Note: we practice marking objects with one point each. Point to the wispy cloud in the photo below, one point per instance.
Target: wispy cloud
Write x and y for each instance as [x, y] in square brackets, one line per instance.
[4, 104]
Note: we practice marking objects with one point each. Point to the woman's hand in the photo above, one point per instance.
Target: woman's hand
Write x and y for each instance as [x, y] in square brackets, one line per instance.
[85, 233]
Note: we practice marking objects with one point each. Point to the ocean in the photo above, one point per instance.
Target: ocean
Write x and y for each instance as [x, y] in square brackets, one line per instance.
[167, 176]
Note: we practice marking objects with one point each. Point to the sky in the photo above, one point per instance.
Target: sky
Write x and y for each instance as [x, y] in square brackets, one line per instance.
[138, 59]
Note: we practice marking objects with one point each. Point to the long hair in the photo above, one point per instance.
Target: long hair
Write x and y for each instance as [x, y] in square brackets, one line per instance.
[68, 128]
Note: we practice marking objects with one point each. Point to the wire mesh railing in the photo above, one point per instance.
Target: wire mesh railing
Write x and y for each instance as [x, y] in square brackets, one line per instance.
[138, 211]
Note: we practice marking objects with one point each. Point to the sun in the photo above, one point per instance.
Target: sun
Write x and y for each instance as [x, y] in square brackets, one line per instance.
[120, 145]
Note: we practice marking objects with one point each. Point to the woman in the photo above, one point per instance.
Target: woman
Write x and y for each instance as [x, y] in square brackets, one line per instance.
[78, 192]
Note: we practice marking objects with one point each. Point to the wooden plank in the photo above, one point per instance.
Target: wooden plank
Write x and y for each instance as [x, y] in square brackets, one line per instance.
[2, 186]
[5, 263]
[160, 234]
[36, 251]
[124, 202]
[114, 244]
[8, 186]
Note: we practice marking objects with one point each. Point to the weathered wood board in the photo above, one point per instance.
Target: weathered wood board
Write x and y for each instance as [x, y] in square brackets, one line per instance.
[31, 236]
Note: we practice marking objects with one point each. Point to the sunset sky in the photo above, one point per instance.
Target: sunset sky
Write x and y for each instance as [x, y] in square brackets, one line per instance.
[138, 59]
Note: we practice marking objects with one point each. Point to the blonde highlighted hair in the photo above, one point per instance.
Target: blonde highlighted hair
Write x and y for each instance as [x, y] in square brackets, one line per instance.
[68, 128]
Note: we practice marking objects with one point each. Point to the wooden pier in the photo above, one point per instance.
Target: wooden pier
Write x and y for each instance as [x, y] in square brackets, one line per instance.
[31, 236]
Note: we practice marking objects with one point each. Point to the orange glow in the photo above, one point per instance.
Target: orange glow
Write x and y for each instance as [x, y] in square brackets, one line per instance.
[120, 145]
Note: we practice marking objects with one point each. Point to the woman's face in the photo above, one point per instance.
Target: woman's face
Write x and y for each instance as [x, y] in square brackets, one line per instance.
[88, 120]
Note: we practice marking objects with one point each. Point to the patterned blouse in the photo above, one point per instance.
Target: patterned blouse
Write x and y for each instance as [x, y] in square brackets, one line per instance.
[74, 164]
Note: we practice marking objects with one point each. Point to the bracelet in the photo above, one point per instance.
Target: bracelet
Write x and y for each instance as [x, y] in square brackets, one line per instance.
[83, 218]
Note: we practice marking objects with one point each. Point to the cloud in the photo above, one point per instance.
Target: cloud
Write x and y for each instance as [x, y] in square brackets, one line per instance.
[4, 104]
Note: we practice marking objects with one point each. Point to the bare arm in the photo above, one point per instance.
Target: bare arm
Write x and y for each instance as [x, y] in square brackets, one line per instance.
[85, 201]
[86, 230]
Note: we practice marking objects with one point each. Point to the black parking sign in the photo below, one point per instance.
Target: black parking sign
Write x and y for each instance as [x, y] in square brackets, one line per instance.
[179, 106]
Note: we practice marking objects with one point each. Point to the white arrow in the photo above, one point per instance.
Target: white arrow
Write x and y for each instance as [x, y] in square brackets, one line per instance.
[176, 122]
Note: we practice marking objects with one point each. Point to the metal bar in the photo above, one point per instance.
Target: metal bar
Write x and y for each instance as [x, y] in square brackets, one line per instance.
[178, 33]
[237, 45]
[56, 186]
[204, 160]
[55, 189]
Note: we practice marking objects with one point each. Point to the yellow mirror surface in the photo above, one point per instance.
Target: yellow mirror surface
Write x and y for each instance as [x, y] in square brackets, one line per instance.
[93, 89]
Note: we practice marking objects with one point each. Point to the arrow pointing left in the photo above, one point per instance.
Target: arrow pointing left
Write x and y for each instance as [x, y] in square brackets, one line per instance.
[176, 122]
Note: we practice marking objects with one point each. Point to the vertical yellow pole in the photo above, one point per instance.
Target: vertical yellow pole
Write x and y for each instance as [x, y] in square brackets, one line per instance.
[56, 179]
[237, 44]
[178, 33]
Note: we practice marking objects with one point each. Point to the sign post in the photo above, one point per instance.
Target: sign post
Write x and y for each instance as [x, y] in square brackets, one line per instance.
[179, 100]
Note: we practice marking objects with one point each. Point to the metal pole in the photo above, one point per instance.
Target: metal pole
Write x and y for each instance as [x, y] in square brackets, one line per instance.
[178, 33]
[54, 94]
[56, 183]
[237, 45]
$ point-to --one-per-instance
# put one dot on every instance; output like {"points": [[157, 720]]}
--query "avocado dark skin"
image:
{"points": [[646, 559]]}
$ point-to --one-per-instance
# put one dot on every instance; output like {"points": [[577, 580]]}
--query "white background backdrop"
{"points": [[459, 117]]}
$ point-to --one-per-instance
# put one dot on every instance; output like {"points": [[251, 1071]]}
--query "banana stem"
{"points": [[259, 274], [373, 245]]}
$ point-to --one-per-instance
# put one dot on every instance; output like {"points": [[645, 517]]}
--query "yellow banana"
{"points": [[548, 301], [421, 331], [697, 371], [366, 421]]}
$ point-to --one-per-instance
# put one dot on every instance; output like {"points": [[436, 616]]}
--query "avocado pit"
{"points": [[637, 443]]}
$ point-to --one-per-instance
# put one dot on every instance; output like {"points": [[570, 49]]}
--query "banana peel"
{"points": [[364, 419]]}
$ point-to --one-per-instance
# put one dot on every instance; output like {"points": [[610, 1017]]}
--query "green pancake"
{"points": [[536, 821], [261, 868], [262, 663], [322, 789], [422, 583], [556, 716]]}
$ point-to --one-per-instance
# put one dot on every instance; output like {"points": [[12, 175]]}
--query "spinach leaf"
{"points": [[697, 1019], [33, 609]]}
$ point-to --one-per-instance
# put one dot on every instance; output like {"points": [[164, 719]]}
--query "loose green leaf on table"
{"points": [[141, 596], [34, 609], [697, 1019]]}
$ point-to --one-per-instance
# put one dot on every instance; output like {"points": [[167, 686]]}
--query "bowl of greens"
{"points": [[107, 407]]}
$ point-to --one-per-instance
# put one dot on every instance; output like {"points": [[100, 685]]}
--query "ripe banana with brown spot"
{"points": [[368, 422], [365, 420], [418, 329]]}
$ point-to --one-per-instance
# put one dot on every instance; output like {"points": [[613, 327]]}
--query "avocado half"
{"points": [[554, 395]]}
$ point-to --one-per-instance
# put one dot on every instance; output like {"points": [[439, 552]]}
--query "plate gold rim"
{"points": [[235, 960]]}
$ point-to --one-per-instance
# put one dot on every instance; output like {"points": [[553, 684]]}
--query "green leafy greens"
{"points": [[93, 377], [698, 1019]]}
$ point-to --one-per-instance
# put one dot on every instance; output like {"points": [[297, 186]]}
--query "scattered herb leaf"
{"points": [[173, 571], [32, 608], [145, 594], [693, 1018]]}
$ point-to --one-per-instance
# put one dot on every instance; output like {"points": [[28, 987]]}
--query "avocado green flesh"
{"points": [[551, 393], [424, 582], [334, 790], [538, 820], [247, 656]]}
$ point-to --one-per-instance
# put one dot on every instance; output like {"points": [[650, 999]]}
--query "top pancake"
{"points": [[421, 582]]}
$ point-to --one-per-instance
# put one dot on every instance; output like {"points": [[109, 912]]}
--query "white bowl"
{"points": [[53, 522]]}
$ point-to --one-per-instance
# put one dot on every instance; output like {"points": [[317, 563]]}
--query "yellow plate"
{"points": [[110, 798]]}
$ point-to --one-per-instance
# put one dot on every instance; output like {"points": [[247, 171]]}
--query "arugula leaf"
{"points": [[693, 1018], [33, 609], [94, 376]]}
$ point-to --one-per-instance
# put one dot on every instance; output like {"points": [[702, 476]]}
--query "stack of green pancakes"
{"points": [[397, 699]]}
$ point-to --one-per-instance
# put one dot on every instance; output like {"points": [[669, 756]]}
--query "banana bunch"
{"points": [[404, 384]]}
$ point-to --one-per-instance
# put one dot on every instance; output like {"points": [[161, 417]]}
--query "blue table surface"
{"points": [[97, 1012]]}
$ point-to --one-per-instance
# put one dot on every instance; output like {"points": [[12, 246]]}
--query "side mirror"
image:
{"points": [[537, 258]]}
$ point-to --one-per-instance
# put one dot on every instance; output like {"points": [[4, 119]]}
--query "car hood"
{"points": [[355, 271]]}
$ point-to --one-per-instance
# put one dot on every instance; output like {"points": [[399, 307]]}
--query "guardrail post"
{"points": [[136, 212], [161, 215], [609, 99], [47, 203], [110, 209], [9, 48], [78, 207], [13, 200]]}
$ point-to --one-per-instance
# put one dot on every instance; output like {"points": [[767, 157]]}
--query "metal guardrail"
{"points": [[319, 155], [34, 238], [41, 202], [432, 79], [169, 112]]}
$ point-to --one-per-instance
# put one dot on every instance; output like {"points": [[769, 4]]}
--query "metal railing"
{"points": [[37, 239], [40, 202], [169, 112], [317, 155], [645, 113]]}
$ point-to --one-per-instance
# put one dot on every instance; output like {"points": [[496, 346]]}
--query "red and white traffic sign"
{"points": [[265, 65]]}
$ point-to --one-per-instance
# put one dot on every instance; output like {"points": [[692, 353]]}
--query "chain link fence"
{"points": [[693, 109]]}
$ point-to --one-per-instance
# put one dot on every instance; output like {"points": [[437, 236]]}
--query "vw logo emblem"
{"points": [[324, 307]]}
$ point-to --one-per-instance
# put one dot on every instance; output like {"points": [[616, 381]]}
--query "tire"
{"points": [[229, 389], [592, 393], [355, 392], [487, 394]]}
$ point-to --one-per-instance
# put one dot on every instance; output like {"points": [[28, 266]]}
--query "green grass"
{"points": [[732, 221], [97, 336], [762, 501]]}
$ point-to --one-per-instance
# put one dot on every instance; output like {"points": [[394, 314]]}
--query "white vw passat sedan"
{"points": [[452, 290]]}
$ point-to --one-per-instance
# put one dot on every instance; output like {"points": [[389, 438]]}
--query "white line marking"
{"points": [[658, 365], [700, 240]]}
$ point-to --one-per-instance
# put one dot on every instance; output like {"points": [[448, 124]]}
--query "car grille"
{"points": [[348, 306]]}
════════════════
Write out only the lines from the very start of the entries above to the line that includes "Target: ocean", both ends included, each one unchanged.

[RESPONSE FOR THIS EXERCISE]
Note: we practice marking objects with one point each. Point to the wispy cloud in the photo below, one point per instance.
Target: wispy cloud
Write x and y for each instance as [x, y] in square brackets, one line per instance.
[4, 104]
Note: we practice marking objects with one point each. Point to the woman's hand in the photo above, one point per instance.
Target: woman's hand
Write x and y for each instance as [x, y] in square brackets, one line per instance.
[85, 233]
Note: we practice marking objects with one point each. Point to the ocean in the photo above, one point per instance.
Target: ocean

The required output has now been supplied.